═════ RECORDS FOR THIS EXERCISE ═════
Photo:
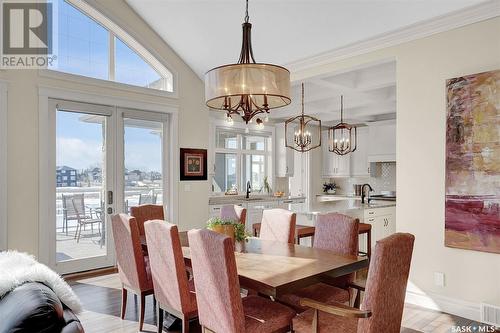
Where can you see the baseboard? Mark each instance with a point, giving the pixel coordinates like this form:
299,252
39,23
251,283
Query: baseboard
449,305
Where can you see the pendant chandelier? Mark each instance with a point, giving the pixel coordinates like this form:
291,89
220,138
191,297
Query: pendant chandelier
342,137
247,88
303,128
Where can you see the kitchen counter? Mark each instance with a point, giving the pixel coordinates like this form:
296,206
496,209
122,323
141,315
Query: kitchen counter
238,199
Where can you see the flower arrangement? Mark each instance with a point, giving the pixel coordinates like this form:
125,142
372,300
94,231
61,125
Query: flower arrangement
329,187
231,228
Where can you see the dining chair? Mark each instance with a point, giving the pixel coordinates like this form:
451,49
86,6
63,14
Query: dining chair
383,303
133,266
234,212
173,291
143,213
337,233
278,225
220,306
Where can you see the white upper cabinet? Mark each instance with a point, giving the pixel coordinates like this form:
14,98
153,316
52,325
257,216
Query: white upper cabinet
334,165
382,142
283,156
360,167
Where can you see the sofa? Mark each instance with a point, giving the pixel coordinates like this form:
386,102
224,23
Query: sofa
34,307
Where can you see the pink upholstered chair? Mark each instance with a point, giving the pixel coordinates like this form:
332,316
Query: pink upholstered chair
234,212
145,213
278,225
382,307
133,266
337,233
220,307
172,290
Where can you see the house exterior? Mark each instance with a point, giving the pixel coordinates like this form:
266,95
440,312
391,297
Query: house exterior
66,176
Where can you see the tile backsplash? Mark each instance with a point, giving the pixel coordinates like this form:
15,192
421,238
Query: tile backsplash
383,178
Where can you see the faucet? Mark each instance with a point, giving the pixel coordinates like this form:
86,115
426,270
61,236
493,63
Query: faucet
249,189
363,195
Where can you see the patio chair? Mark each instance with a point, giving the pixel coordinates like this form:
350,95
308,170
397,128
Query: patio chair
149,198
83,215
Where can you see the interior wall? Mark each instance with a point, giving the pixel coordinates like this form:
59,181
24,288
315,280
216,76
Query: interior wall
422,68
23,122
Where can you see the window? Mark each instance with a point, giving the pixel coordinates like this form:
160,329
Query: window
239,158
85,47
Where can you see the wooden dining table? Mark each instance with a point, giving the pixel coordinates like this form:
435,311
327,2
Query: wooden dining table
273,268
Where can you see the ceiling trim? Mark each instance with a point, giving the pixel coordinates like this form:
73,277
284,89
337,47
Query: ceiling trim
453,20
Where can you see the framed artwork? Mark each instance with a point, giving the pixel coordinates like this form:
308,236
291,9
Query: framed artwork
193,164
472,213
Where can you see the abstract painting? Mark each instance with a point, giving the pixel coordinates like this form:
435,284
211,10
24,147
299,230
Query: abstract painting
472,218
193,164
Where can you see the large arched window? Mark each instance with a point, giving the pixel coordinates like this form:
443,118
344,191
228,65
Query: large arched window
91,45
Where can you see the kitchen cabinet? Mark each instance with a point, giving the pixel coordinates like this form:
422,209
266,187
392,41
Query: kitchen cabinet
360,167
284,156
382,142
333,165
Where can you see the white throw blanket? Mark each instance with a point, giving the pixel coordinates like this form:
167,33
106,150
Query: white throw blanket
18,268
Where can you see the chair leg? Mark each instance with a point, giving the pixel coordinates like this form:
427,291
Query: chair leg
141,311
160,318
185,324
124,302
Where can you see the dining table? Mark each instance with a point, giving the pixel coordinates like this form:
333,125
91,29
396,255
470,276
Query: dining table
273,268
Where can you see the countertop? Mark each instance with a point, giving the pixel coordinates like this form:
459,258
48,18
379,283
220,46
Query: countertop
238,199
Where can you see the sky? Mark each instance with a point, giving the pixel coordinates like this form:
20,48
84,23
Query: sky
79,144
83,49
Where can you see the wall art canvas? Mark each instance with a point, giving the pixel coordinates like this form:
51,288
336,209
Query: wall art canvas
472,218
193,164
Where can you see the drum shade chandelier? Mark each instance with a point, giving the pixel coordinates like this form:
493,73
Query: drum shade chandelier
247,88
303,128
342,137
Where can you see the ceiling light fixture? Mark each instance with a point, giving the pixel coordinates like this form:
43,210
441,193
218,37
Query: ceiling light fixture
303,128
342,137
247,88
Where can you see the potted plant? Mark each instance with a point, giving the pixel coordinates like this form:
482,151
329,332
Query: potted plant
329,187
231,228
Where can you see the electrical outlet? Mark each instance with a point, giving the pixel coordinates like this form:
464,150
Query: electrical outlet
439,279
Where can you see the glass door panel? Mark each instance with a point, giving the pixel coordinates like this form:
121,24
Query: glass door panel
80,185
143,162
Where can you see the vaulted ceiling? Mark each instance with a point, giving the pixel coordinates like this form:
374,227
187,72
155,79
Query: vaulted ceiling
207,33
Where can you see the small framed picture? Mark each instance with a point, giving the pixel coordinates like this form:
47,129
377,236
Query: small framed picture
193,164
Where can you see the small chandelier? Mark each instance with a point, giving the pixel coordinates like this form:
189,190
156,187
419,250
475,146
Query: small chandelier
342,137
247,88
303,126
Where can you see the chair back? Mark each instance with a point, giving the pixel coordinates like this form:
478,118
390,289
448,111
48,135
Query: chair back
278,225
220,308
234,212
74,205
145,213
386,284
168,271
338,233
131,265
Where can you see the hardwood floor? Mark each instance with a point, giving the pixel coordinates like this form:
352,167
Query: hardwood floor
101,300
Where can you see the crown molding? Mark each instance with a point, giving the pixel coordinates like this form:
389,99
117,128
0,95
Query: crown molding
453,20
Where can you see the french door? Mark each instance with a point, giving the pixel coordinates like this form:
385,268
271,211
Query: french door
106,159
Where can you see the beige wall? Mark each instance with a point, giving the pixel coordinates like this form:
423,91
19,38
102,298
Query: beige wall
23,154
422,68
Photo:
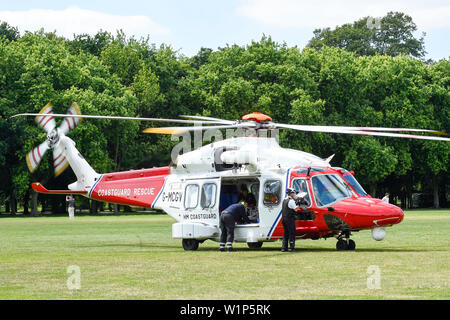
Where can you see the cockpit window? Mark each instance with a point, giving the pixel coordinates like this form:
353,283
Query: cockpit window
329,189
355,185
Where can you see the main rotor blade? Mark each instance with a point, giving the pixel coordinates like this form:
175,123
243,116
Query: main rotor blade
216,120
360,132
120,118
178,130
345,128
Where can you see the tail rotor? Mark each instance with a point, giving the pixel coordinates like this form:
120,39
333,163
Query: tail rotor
46,121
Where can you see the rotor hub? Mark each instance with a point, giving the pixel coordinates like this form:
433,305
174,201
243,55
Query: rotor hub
257,117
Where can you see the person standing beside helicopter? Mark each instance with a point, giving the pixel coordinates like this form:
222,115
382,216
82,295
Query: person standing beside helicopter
228,218
288,220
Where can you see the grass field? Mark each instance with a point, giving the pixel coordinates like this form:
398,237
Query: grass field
134,257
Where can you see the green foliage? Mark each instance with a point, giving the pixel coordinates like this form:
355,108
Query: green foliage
393,36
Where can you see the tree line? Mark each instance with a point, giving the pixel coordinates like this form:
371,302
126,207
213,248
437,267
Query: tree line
370,82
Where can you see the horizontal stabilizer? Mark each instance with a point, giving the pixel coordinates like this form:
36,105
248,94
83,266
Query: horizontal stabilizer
41,189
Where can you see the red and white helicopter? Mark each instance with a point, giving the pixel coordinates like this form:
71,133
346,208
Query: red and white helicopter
200,183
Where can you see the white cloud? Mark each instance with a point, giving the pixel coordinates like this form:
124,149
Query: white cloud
74,20
330,13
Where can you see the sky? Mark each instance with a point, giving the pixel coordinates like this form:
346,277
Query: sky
189,25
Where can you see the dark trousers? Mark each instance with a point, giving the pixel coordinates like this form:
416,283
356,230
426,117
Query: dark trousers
226,225
289,232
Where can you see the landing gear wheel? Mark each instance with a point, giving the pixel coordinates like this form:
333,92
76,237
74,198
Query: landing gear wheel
351,245
254,245
190,244
341,245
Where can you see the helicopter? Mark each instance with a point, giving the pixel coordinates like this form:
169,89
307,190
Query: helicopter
199,184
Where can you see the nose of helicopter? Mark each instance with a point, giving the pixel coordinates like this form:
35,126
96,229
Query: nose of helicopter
370,212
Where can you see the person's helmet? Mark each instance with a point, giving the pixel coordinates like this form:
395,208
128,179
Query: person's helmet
302,194
289,191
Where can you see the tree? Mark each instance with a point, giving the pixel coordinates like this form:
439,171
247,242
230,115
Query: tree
8,32
393,36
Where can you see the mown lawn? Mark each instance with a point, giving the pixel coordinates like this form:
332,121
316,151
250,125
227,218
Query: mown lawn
134,257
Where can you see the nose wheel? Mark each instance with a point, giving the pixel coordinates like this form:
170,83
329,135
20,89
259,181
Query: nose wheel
344,242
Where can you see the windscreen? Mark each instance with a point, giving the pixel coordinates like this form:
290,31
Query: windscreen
355,185
329,189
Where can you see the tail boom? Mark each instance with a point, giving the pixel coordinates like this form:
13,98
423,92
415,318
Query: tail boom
140,188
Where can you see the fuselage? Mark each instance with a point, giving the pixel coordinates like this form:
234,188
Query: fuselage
205,181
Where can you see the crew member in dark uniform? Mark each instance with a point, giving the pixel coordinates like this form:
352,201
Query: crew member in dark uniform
235,213
288,220
245,196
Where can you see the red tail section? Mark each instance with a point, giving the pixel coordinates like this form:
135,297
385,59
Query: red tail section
139,188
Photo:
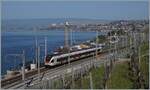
═════
• TASK BRIEF
How many lines in the items above contain the string "beside", with case counting? Reply with the number alone.

• PROBLEM SOLUTION
2